YOUR GOAL: Search the entries below for the string "window" and give the number of lines that hold it, nothing else.

DATA PROVIDED:
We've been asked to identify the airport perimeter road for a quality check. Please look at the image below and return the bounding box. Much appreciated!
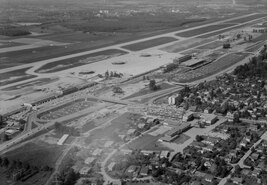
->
[1,13,266,76]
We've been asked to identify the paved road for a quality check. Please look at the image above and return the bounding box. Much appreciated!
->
[218,131,267,185]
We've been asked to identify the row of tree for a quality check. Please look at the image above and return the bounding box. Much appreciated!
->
[0,156,53,181]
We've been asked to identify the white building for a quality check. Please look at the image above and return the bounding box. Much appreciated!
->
[168,94,180,105]
[79,167,91,175]
[108,162,116,171]
[84,157,96,165]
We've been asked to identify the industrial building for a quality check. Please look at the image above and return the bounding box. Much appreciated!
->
[173,55,192,64]
[201,114,218,125]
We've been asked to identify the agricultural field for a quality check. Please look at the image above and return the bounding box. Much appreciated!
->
[121,37,178,51]
[174,52,250,83]
[0,68,36,87]
[38,99,96,120]
[175,23,235,37]
[1,77,58,91]
[35,49,128,73]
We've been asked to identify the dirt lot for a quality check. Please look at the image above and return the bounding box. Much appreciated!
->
[35,49,128,73]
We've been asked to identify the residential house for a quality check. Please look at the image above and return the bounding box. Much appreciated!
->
[79,167,91,176]
[252,168,261,177]
[204,174,214,183]
[140,166,149,176]
[232,177,243,185]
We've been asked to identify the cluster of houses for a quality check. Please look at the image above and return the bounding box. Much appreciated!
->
[107,150,173,179]
[168,74,267,122]
[229,139,267,185]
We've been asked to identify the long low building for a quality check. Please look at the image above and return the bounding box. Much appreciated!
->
[57,134,69,145]
[159,123,191,142]
[181,59,206,67]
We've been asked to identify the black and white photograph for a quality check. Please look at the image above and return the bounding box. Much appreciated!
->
[0,0,267,185]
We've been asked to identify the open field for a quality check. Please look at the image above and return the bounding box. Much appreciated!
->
[2,140,65,168]
[250,33,267,43]
[121,37,177,51]
[197,24,248,38]
[35,49,128,73]
[123,133,173,151]
[160,38,213,53]
[84,112,142,144]
[225,13,267,23]
[0,41,23,48]
[1,77,58,91]
[245,41,266,52]
[196,40,224,50]
[0,45,63,69]
[174,52,250,83]
[175,23,235,37]
[0,67,36,87]
[123,83,174,100]
[38,99,96,120]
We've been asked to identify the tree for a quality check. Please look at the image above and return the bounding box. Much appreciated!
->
[113,86,123,94]
[149,80,160,91]
[2,157,9,168]
[195,135,203,142]
[62,168,80,185]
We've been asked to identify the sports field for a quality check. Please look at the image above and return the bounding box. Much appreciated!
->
[121,37,178,51]
[35,49,128,73]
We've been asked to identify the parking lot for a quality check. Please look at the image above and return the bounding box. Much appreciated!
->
[39,99,95,120]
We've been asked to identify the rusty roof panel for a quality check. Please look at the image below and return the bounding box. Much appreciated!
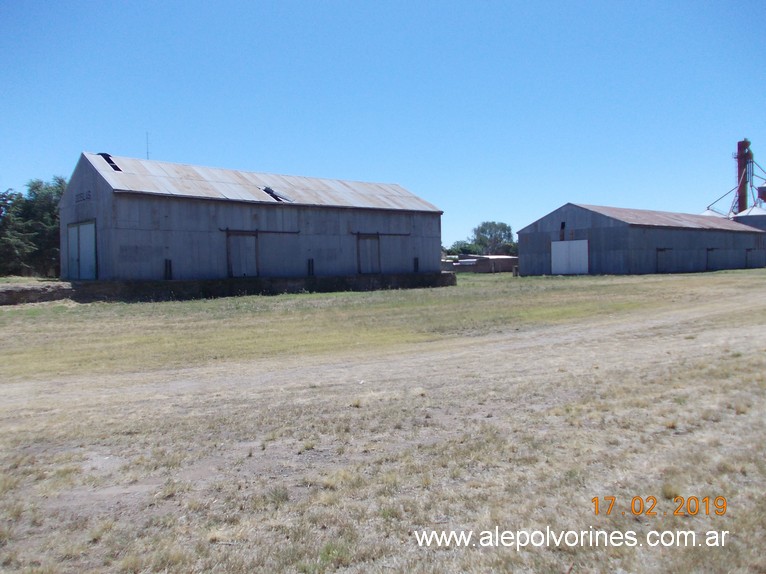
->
[577,204,763,232]
[85,153,440,213]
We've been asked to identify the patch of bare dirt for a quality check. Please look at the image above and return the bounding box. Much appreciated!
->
[1,283,765,572]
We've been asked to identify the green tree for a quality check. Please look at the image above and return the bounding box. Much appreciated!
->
[471,221,517,255]
[0,189,35,275]
[444,239,482,255]
[0,177,66,277]
[19,177,66,276]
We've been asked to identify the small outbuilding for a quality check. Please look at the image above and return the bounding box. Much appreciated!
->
[60,153,443,282]
[518,203,766,275]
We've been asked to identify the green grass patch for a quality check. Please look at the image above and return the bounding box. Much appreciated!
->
[1,270,764,380]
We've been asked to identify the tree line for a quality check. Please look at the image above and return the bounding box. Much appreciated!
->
[443,221,517,256]
[0,177,66,276]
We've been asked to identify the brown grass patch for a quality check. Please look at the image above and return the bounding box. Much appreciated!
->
[1,271,765,572]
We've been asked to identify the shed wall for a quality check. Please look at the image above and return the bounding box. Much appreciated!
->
[61,187,441,280]
[519,204,631,275]
[59,156,115,280]
[519,204,766,275]
[734,215,766,232]
[627,227,765,273]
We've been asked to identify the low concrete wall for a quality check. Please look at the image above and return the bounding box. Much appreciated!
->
[0,272,456,305]
[0,282,75,305]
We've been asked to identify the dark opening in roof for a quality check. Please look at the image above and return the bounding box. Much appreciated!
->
[98,153,122,172]
[262,186,292,203]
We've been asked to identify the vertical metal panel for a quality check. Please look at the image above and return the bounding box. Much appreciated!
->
[78,221,97,279]
[229,234,257,277]
[67,226,79,280]
[656,248,673,273]
[357,235,381,274]
[65,221,97,280]
[259,232,303,277]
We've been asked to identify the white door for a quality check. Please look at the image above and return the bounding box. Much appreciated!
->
[551,240,588,275]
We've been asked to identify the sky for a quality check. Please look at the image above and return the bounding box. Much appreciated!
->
[2,0,765,246]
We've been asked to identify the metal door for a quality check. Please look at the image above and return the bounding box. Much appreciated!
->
[78,222,96,279]
[67,226,79,279]
[656,248,673,274]
[551,240,588,275]
[230,234,257,277]
[357,235,381,274]
[67,221,96,280]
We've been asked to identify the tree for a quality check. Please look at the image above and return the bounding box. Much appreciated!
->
[19,177,66,276]
[444,221,518,256]
[443,239,482,255]
[0,189,35,275]
[0,177,66,276]
[471,221,517,255]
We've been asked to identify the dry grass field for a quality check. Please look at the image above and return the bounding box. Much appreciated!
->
[1,271,765,573]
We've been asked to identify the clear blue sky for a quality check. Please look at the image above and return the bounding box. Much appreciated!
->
[2,0,764,245]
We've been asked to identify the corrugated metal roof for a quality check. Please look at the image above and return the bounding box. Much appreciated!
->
[84,152,441,213]
[576,204,763,232]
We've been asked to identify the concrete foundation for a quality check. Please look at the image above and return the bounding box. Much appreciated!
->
[0,272,456,305]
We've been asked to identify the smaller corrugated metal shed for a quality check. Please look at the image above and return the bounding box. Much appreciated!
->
[83,152,441,213]
[574,204,761,232]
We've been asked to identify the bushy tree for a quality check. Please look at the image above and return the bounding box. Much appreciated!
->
[445,221,517,256]
[443,239,482,256]
[0,177,66,276]
[472,221,516,255]
[19,177,66,275]
[0,189,35,275]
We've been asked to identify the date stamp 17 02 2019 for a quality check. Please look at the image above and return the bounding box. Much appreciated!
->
[592,496,727,517]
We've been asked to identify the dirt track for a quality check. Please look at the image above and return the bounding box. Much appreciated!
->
[1,277,765,573]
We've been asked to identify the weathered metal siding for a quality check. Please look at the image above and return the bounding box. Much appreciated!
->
[582,226,630,274]
[518,231,551,275]
[61,154,442,281]
[627,227,765,273]
[100,194,441,280]
[60,155,115,280]
[734,215,766,232]
[518,204,630,275]
[519,203,766,275]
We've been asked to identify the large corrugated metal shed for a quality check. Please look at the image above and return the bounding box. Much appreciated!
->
[575,204,762,232]
[84,152,441,213]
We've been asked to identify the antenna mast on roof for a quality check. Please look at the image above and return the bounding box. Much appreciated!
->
[146,132,150,160]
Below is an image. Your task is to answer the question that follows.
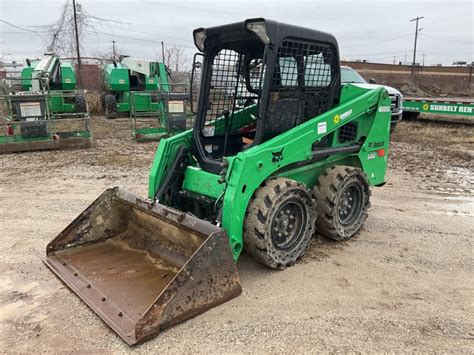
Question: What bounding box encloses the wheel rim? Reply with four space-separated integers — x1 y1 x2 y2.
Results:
337 183 363 226
271 198 307 251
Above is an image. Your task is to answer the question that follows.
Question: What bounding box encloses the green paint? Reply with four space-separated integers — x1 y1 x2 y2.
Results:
147 84 391 261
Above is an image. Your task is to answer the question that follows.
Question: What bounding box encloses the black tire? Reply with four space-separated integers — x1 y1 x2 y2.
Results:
244 178 316 269
74 93 87 113
313 166 370 241
100 92 106 110
104 94 117 119
151 93 159 103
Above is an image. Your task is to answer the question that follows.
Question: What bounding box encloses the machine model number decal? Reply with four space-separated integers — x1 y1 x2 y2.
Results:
368 141 384 148
119 79 125 84
271 148 284 163
367 152 377 160
65 79 71 83
340 109 352 120
317 122 327 134
378 106 391 112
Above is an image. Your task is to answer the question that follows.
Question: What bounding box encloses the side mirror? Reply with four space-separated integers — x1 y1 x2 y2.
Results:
190 53 203 114
369 78 376 84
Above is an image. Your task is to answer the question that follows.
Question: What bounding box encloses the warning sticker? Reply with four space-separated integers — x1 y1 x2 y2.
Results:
317 122 327 134
202 125 215 137
168 100 185 113
378 106 391 113
19 102 41 117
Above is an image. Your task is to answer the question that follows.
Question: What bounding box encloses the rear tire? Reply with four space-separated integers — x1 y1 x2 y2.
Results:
244 178 316 269
104 94 117 119
74 93 87 113
313 166 370 241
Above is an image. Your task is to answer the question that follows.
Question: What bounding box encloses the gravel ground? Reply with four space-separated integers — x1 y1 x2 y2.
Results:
0 118 473 353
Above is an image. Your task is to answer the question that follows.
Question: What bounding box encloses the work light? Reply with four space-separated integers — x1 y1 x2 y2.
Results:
245 20 270 45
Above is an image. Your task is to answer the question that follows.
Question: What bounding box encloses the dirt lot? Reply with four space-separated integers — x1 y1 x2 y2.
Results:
0 118 472 353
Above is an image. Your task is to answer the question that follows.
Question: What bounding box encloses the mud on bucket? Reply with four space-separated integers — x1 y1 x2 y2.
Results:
43 187 242 345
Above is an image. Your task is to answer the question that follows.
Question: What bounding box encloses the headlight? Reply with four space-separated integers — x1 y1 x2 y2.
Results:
193 29 207 52
245 20 270 45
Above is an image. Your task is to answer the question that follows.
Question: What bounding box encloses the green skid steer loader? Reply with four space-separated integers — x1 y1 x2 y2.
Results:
44 19 391 345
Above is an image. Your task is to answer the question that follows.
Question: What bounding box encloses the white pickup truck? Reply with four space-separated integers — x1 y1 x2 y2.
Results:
341 66 403 132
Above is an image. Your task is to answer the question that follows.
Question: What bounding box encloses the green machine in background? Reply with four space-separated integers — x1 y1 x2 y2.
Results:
0 53 91 154
20 53 87 114
102 56 192 141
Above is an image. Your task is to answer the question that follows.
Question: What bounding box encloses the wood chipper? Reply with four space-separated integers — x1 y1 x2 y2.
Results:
44 19 392 345
101 57 192 141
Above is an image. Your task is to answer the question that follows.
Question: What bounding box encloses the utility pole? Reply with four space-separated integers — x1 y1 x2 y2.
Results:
393 56 396 65
112 40 116 61
422 53 425 66
410 16 424 75
72 0 82 86
161 41 165 65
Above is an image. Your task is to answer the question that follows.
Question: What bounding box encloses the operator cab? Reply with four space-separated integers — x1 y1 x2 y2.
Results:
191 18 341 173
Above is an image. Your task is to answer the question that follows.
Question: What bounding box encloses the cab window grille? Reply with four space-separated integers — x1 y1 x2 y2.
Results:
266 39 335 136
203 49 263 137
338 122 357 143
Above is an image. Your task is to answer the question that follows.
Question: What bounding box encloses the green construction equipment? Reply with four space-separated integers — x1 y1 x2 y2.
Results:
0 53 91 154
101 56 191 140
44 19 391 345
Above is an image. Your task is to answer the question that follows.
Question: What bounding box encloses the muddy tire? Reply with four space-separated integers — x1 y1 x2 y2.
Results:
313 166 370 241
104 94 117 119
244 178 316 269
74 93 87 113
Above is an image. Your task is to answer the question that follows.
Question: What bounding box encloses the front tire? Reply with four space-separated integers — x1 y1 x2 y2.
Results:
74 93 87 113
313 166 370 241
244 178 316 269
104 94 117 119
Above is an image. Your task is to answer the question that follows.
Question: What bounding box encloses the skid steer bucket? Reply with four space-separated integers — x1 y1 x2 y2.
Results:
44 187 242 345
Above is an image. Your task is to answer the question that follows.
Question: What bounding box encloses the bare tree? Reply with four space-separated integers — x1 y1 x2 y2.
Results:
156 44 190 84
45 1 93 57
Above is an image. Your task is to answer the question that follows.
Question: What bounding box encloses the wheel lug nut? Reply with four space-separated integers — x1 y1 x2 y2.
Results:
283 231 288 236
273 227 278 232
278 233 282 238
285 209 290 215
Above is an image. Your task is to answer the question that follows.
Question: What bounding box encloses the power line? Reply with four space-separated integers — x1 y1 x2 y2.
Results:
0 19 48 34
342 33 413 48
421 33 473 44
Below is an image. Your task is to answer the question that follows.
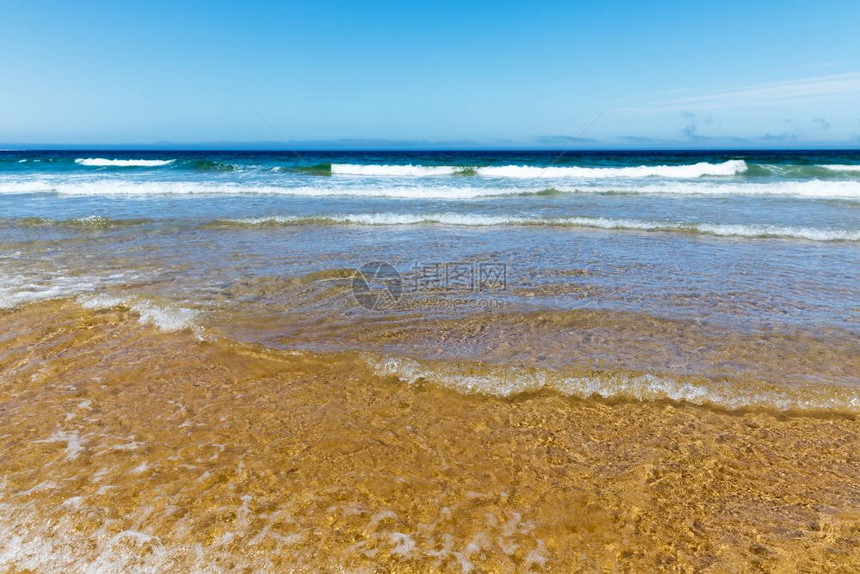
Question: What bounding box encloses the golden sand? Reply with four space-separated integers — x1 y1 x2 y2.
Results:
0 301 858 571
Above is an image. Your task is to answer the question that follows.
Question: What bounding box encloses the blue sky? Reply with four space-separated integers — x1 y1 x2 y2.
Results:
1 0 859 148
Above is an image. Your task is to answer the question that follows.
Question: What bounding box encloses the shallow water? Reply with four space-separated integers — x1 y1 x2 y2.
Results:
0 301 858 571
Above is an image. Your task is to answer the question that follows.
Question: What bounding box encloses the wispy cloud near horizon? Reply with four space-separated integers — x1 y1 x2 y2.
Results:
621 72 860 113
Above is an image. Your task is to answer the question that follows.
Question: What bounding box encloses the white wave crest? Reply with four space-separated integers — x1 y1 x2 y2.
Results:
231 213 518 226
0 272 120 309
604 180 860 199
692 223 858 241
0 276 198 335
75 158 176 167
331 164 460 176
2 178 860 199
328 160 747 179
225 213 860 241
367 355 860 414
78 294 199 333
0 180 527 198
819 164 860 172
477 160 748 179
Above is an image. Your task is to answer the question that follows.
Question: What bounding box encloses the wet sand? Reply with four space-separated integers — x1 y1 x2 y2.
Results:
0 301 858 572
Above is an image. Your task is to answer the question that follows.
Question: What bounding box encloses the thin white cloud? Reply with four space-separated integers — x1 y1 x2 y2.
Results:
620 72 860 113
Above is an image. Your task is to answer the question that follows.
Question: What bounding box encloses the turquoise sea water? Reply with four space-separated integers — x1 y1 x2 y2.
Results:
2 150 859 233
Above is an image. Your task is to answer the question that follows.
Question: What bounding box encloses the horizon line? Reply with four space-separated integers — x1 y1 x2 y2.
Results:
3 145 860 153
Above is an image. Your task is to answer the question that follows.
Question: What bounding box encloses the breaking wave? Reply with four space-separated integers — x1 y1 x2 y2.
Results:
215 213 860 241
0 271 199 335
0 272 124 310
329 160 748 179
367 355 860 415
3 178 860 199
75 158 176 167
477 160 748 178
820 164 860 172
331 164 464 176
78 294 200 334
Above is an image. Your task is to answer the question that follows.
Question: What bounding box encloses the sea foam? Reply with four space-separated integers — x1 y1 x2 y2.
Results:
75 158 176 167
329 160 747 179
2 177 860 199
476 160 748 179
78 294 199 333
221 213 860 241
331 164 461 176
367 355 860 414
0 272 115 309
819 164 860 172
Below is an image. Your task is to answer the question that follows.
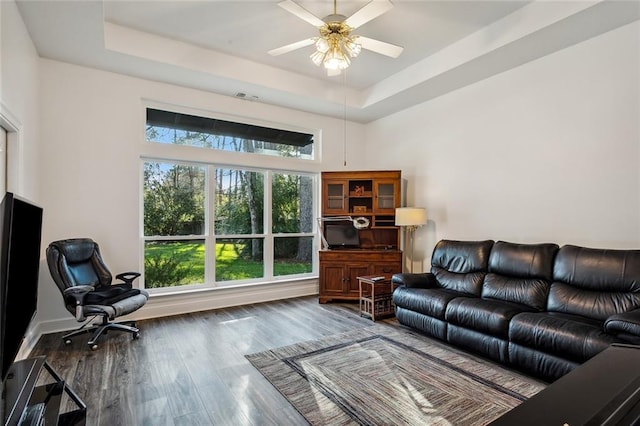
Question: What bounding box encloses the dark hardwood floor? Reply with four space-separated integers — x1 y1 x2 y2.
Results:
30 296 397 426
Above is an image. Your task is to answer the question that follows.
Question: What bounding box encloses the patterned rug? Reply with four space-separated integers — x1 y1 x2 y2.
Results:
246 325 546 425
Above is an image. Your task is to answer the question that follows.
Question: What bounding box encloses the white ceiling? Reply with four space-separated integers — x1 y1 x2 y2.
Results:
15 0 640 122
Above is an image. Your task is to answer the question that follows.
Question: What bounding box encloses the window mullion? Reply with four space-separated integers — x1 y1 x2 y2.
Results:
207 164 216 286
264 171 274 279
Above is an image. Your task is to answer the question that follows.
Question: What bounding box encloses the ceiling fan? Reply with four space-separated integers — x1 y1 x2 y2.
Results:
268 0 403 75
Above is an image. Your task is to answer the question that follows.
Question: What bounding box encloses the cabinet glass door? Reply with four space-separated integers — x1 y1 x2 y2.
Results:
374 181 397 213
324 180 347 214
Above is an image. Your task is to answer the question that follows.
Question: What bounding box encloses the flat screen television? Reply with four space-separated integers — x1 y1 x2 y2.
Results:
0 192 43 382
325 222 360 249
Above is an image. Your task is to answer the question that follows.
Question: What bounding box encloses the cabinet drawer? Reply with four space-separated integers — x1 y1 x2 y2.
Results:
373 263 402 278
319 250 402 263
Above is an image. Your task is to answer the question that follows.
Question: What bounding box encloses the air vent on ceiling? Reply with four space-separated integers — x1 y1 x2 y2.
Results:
235 92 259 101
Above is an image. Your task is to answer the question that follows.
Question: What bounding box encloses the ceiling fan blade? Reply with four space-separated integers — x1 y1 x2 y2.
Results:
268 38 315 56
357 36 403 58
278 0 325 27
345 0 393 29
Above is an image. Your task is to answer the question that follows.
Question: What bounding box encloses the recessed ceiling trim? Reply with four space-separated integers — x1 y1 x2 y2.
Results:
361 0 609 108
103 21 359 109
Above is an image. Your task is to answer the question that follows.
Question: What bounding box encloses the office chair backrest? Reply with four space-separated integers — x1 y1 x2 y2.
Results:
47 238 113 293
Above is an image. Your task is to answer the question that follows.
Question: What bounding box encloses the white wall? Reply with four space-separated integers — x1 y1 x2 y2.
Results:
366 22 640 271
35 59 367 333
0 0 40 198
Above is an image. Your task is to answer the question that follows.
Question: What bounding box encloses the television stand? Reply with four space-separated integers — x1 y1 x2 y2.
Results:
1 356 86 425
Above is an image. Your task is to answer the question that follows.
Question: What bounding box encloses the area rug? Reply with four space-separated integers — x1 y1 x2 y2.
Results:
246 325 546 425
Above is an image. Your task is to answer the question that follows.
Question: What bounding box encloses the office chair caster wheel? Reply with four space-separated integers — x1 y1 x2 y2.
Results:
91 344 98 351
133 332 140 340
64 339 72 345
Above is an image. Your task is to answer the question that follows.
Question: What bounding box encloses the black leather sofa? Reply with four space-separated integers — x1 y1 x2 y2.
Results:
392 240 640 382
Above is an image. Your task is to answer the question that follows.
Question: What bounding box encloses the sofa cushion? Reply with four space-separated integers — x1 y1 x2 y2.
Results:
509 312 619 362
481 241 558 310
431 239 494 296
488 241 559 280
393 286 462 320
445 297 535 339
549 245 640 320
482 274 551 311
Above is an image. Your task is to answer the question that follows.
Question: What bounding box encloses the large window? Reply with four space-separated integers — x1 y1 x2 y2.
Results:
142 108 316 291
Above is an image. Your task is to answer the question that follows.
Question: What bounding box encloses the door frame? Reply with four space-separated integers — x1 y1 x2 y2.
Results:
0 101 23 194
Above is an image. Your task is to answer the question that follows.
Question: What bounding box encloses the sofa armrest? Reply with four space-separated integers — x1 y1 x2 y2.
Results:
392 272 438 289
605 309 640 338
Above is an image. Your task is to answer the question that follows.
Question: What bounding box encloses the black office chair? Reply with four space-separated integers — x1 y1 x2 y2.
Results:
46 238 149 350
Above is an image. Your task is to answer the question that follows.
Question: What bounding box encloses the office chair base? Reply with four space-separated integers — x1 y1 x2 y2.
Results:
62 318 140 350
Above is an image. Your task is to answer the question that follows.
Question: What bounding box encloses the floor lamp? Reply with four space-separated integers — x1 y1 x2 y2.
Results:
395 207 427 273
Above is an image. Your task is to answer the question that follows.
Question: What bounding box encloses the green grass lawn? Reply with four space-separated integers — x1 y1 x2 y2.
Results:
144 240 311 288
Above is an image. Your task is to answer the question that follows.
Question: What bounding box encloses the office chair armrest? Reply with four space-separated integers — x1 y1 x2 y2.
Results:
63 285 95 298
63 285 95 321
115 272 141 287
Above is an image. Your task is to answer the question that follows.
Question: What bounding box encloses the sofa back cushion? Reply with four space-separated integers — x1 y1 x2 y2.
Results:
431 239 494 296
548 245 640 320
482 241 559 310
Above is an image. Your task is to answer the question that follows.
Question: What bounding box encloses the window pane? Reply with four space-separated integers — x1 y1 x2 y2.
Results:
215 169 264 234
274 237 313 276
216 238 264 281
272 173 314 234
143 162 205 236
144 240 205 288
146 109 314 159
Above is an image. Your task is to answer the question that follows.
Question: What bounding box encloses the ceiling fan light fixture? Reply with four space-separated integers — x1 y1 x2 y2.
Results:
310 49 326 66
311 27 359 72
315 37 330 53
344 37 362 58
324 46 350 70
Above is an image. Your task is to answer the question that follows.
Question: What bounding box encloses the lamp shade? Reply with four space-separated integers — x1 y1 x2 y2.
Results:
395 207 427 227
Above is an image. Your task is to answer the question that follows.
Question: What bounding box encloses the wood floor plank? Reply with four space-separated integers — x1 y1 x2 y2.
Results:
28 296 375 425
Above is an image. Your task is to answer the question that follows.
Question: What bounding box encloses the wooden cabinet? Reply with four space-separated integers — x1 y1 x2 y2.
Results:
322 171 400 216
319 250 402 303
321 170 401 250
319 170 403 303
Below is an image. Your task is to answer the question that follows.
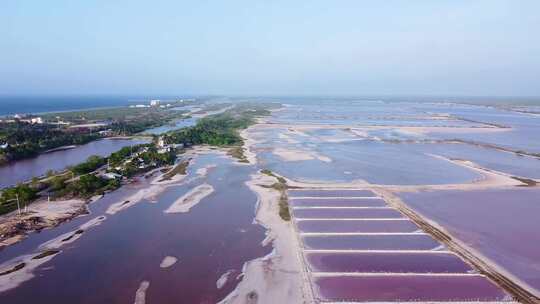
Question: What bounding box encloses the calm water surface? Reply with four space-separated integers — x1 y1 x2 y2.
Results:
0 153 269 303
399 188 540 297
0 138 149 188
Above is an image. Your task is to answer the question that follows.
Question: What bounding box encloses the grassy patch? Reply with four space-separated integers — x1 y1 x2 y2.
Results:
32 250 60 260
160 159 190 181
278 192 290 221
0 263 25 276
261 169 290 221
261 169 287 184
512 176 538 187
228 145 249 163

EXERCISE OUTPUT: 4